**Reading passage**:
Based in New york, zachary franck is a writer with a focus in music, the human condition, and the detailed realism of life itself. he is the founder and owner of
the passion collective.

S.E. HINTON & THE SUPERCOMPUTER

S.E. HINTON & THE SUPERCOMPUTER

The rainfall of autumn usually brings the bittersweet sting of nostalgia. Reminders of the hopelessness that coaxed the clock from sunrise to nightfall ring through the darkness like an alarm set for 4:30 a.m. The reddish glow flashes as faces momentarily appear in my minds eye before dissolving into the ether; some are dead and some are still drifting toward their destination. We place our bets and play roulette with our fears.

Cars of all colors and sizes crawl up the New York State Thruway signaling their secrets in the shapes of brake lights. They rush in slow motion toward the winding backroads of towns built on the economics of apples. City folk escape the concrete through temporal visions of the countryside, the soft spoken smile of a small-town waitress coupled with a glass of Cabernet Franc from the region offers a sigh of relief from the fight or flight state of affairs that they reside in. But what about the so-called deadbeats that grew up on dead end streets, dishwashers at fine-dining establishments who want nothing more than to escape their past of prescription drugs, to break free from the pensive reflection that their parents poured into them during childhood. Nobody is coming to save them.

The investment banker with the Rolex Daytona on his left wrist sits beyond the cluttered double-sink of the kitchen. He huffs and puffs as he waits for his Japanese Prime Waygu steak. The dishwasher contemplates taking his own life when his shift ends. One rushes toward the orchards for pleasure while the other is reminded of pain every time he sees them. The waiter walks past the dishwasher and exits the kitchen with the bankers order.

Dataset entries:
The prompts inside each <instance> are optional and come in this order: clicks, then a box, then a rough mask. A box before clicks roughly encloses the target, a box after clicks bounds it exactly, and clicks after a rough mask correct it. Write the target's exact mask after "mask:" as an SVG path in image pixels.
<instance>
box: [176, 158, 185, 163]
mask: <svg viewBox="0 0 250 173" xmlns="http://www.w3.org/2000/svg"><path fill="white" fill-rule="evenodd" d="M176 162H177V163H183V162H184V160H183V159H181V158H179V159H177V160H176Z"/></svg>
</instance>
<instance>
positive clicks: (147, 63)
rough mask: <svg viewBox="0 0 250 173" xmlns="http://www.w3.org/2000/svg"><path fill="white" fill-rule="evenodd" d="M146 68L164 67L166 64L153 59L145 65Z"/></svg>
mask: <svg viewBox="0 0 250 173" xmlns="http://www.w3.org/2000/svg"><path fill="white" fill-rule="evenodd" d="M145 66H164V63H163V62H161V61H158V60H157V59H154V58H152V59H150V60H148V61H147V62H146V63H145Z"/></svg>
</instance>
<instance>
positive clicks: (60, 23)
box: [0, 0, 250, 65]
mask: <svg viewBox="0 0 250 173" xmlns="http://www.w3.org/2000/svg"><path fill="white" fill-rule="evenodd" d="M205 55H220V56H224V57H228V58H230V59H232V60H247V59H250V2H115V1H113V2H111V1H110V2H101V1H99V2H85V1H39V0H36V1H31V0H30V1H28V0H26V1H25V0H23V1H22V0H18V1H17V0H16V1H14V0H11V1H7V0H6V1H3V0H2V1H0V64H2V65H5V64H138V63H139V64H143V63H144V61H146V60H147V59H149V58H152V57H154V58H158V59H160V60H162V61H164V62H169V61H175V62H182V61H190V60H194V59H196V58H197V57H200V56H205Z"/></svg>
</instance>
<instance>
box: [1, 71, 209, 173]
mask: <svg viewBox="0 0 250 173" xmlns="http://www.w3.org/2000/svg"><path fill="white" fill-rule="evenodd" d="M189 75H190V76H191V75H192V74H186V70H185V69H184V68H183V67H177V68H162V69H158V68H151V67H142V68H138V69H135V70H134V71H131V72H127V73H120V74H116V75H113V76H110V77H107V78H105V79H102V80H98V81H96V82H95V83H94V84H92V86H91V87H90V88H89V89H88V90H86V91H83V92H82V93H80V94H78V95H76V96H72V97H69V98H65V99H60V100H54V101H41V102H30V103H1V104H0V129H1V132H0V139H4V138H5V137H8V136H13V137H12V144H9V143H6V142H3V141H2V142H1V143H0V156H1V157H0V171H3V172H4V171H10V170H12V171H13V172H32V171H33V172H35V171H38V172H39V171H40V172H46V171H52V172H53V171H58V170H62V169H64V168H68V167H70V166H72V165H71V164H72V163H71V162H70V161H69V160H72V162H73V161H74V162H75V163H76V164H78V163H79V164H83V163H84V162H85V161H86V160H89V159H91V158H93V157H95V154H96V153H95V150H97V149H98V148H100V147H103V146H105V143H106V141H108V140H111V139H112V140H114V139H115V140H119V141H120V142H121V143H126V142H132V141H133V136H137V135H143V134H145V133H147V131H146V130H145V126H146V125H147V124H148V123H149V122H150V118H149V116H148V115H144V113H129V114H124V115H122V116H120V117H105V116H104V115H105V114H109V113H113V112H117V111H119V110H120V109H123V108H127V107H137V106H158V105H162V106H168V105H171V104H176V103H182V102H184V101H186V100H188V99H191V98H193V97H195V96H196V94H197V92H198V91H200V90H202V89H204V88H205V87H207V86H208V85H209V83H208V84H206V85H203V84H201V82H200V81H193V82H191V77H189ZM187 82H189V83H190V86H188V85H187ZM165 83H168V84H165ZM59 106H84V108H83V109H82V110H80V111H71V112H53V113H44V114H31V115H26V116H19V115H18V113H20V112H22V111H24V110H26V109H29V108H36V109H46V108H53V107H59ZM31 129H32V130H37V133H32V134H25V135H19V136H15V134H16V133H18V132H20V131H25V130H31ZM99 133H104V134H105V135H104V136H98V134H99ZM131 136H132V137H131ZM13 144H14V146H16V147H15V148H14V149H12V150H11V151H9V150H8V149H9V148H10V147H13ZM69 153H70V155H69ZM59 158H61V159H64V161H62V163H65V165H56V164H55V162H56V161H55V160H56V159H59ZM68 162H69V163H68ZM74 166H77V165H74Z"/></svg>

**Study questions**:
1. Reproduce the passage of the S.E. Hinton & the Supercomputer essay from "The rainfall of" to "with our fears.".
2. Carry on writing the S.E. Hinton & the Supercomputer essay from the point where it stops.

**Solved problems**:
1.
The rainfall of autumn usually brings the bittersweet sting of nostalgia. Reminders of the hopelessness that coaxed the clock from sunrise to nightfall ring through the darkness like an alarm set for 4:30 a.m. The reddish glow flashes as faces momentarily appear in my minds eye before dissolving into the ether; some are dead and some are still drifting toward their destination. We place our bets and play roulette with our fears.

2.
There is so much suffering wedged in between our shared experiences. Many are forced to cradle it in silence because their fear of rejection and vulnerability outweighs the risk of being free. We’re all weakened by certain experiences. Trees with dead branches leaning on one another every time a torrential downpour softens up the soil. Most of us are simply doing our best to make it through the day. Our debilitating anxieties prevent our lights from shining into the dimly lit attics of others, but that doesn’t mean we don’t care. We do. In fact we care so much that it becomes too much to bear. We freeze up. We open our mouths but our words get stuck in our throats. We stop dead in our tracks.

Empathetic sensitivities stick into our ribs like the switchblade that S.E. Hinton once wrote about. It’s safer for us to shut down the operating system before it overheats. But we have to fight it. I survive on the stories that span from the city to the countryside. Without them, my spirit will die. While some leave the scars of cigarette burns from a step dad others are the bandages of an ER doctor that refused to give up on a gunshot victim.

To feel deeply, to think freely.. is to be chained to a perpetual anchor of sorrow while your mind is constantly running from it, leaving you beat down with a crooked spine and legs that are bloody and broken. I wouldn’t have it any other way.

I think the separation between academia and reality becomes present when the cracks in the sidewalk turn into crevices of a canyon that can swallow us whole. An academic that has lived a sheltered life hidden between the aisles of a library will always possess more speculative knowledge than the man who has felt the sheer terror of winter on a street corner in the South Bronx, but the practical knowledge gained from seeing and feeling the harshness of the world up close can tip the scale when it comes to conveying philosophical and spiritual principles to fellow human beings.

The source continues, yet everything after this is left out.